- Work to be completed -
Which lines in the listing below contain the word "white"? Copy every such line in full, and match case exactly.

start

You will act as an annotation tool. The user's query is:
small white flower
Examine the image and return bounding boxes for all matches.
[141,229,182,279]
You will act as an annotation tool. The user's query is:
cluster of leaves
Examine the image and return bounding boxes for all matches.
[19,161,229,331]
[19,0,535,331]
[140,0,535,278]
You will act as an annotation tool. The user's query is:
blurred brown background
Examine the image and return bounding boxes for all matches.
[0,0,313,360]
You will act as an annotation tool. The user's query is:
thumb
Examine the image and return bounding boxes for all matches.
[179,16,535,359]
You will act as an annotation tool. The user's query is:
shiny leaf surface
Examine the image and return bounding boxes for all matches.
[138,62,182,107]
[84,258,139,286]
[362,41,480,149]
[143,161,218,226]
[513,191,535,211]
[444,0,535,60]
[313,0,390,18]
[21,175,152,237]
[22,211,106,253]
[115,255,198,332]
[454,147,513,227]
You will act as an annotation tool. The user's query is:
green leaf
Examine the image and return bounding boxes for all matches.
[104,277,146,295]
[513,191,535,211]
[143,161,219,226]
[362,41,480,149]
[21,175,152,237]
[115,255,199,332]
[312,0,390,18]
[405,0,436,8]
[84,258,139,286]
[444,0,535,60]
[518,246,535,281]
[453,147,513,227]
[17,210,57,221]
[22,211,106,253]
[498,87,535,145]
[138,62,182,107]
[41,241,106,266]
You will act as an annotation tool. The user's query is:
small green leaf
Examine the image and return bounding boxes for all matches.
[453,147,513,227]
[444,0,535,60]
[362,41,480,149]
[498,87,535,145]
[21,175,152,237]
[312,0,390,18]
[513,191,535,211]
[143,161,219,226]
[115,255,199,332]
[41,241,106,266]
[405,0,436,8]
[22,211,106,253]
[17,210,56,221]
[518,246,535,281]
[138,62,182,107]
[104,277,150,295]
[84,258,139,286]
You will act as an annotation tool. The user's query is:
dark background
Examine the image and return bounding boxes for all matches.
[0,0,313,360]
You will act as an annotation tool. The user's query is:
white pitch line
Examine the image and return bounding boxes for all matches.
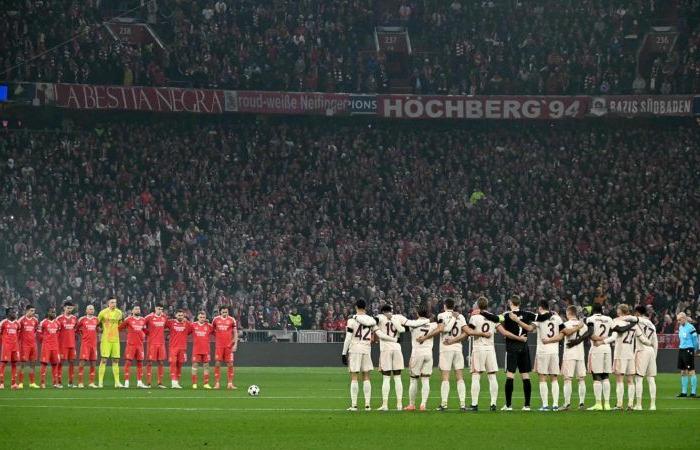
[3,405,700,414]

end

- Complete response -
small white flower
white pitch line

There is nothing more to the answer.